**Consigna A:**
Reproduce tal cual el fragmento sobre la ofensiva mediática contra AMLO, empezando por "En segundo lugar, hay" y siguiendo hasta "y falsificar acontecimientos.".
**Consigna B:**
En el fragmento sobre la ofensiva mediática contra AMLO, ¿a qué porcentaje subió la popularidad de AMLO entre enero y marzo según la encuesta de Reforma?

**Texto citado:**
==================================================

Aprovechando la tendencia, la candidata presidencial de la oposición, Xóchitl Gálvez, insistió en que «este gobierno pactó con el crimen organizado, este gobierno pactó con los narcotraficantes». Ominosamente, Gálvez también ha avanzado la idea interesada de que la violencia relacionada con los cárteles podría llevar a la invalidación de las propias elecciones.
Pero incluso con el discurso que ahora impregna las redes sociales y los ataques de la oposición, algo ocurrió en el camino hacia el país de la difamación: el guion no salió según lo previsto. En el periodo de dos semanas que siguió al artículo del New York Times, Sheinbaum, de Morena, ganó cinco puntos en la encuesta de seguimiento de la campaña presidencial de 2024, mientras que Xóchitl Gálvez perdió cinco. Ante el rechinar de dientes de la derecha por proceder de uno de los suyos, Reforma salió con su encuesta que mostraba que la popularidad de AMLO había subido once puntos a 73% entre enero y marzo, el periodo de los ataques más duros. En respuesta, el caricaturista político José Hernández publicó un dibujo que mostraba el aumento de la popularidad de AMLO descansando sobre una base compuesta por los iconos de ProPublica, el New York Times y X/Twitter.
¿Por qué fracasó la ofensiva, que lo tenía todo en términos de dinero, acusaciones escabrosas y respaldo de medios de noticias «respetables»? Ante todo, por la naturaleza descuidada y reiterativa de los propios artículos, que se presentaban como instrumentos de ataque político más que de investigación desinteresada. Encontrarse con artículos que parecen documentos taquigráficos de la DEA, en resumen, genera sospechas.
En segundo lugar, hay una población mexicana politizada que se ha acostumbrado a años de informes y análisis sesgados de medios de comunicación internacionales, grupos de reflexión supuestamente no partidistas y corresponsales extranjeros que parecen hacer todo lo posible por insultar la inteligencia del público. Cuando Golden de ProPublica eligió un medio de comunicación mexicano para defender su artículo, por ejemplo, eligió Latinus, un medio ultraderechista varios grados peor que Fox News cuyo presentador, Carlos Loret de Mola, ha sido expuesto repetidamente por mentir y falsificar acontecimientos.

==================================================

**Datos del conjunto:**
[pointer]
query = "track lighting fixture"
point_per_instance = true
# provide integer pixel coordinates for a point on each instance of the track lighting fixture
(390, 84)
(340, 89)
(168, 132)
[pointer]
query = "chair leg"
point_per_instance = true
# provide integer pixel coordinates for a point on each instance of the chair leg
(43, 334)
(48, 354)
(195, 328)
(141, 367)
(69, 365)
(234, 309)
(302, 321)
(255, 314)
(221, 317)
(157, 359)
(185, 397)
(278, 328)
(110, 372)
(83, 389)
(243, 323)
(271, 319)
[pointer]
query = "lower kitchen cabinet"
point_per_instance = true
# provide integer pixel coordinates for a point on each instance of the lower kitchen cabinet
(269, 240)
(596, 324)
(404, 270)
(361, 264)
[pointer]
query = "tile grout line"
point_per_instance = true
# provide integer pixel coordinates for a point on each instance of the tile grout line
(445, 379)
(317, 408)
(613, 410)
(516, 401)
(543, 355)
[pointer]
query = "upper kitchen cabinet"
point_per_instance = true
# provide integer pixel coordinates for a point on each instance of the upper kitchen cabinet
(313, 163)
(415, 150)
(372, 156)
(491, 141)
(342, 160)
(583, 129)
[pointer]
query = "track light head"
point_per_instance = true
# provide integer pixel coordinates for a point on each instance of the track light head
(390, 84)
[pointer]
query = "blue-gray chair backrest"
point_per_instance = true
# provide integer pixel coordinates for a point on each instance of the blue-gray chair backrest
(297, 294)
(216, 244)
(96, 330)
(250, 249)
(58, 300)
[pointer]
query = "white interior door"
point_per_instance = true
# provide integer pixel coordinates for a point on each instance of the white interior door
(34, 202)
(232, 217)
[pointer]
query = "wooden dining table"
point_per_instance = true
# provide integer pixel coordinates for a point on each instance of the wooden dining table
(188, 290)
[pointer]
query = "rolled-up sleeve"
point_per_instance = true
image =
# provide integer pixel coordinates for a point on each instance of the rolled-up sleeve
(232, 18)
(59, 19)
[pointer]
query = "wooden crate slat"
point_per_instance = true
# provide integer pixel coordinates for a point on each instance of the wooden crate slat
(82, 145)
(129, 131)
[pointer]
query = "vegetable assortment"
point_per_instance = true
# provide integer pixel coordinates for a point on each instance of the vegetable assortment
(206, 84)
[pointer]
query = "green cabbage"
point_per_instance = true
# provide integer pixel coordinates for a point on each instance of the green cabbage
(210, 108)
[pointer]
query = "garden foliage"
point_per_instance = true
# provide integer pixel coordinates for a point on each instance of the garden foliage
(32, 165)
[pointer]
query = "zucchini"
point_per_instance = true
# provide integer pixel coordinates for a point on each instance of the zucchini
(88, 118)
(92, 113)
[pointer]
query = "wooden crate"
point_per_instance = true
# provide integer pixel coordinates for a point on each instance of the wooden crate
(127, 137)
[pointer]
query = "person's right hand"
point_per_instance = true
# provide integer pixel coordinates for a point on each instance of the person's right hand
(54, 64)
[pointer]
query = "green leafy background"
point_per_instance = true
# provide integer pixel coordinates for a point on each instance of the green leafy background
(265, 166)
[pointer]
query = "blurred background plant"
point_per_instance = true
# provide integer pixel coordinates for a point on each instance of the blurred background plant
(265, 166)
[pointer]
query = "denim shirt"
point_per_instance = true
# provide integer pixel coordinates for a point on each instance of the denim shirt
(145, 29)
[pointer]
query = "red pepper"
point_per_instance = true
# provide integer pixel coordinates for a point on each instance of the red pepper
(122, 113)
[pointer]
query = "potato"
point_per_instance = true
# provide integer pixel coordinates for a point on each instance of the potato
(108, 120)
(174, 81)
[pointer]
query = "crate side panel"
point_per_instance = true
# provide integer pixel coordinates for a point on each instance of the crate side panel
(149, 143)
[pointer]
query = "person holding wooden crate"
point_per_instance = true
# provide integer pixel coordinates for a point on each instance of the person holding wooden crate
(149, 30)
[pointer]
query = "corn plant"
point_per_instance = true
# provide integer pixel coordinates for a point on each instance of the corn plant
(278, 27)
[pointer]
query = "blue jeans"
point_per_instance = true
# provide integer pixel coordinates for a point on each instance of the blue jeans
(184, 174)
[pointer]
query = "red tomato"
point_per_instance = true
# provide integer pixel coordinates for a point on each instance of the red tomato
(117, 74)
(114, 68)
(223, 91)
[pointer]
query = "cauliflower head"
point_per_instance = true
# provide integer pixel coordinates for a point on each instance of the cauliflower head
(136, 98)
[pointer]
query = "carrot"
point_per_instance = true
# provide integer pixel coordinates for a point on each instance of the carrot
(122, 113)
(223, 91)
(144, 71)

==================================================

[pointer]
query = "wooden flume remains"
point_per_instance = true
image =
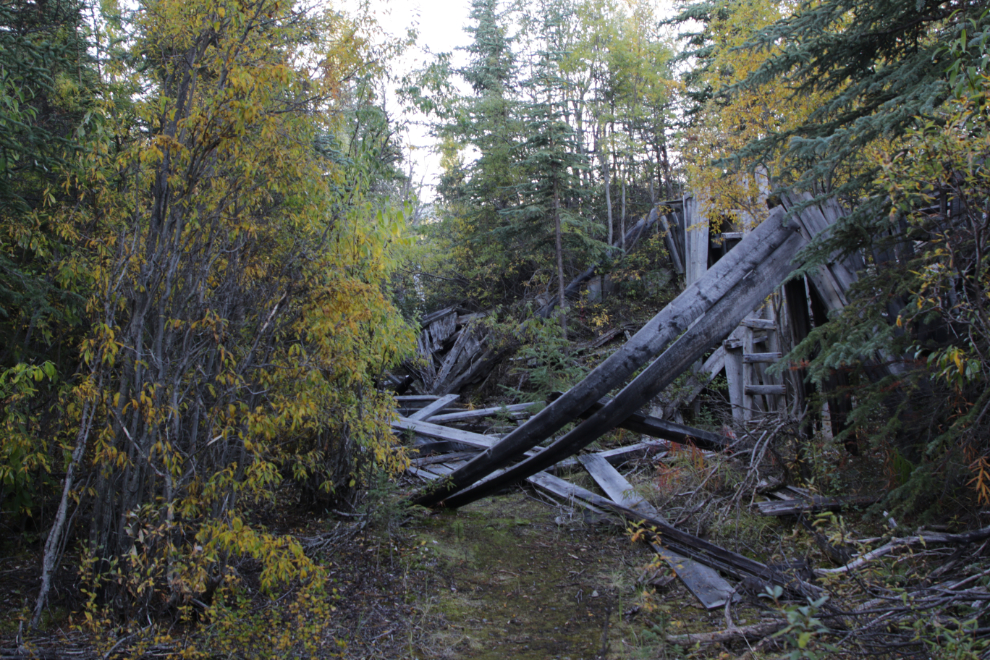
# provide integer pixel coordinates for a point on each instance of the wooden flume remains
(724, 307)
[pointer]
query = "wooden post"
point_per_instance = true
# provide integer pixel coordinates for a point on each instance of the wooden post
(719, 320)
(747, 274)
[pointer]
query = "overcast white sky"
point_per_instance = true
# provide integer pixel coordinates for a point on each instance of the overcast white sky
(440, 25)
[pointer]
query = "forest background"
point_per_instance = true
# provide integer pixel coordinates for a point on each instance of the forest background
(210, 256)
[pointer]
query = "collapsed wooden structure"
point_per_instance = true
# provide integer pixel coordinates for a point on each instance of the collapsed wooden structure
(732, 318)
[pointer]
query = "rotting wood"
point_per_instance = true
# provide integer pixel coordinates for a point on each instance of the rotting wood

==================================================

**Solución desarrollada A:**
En segundo lugar, hay una población mexicana politizada que se ha acostumbrado a años de informes y análisis sesgados de medios de comunicación internacionales, grupos de reflexión supuestamente no partidistas y corresponsales extranjeros que parecen hacer todo lo posible por insultar la inteligencia del público. Cuando Golden de ProPublica eligió un medio de comunicación mexicano para defender su artículo, por ejemplo, eligió Latinus, un medio ultraderechista varios grados peor que Fox News cuyo presentador, Carlos Loret de Mola, ha sido expuesto repetidamente por mentir y falsificar acontecimientos.

**Solución desarrollada B:**
A 73%.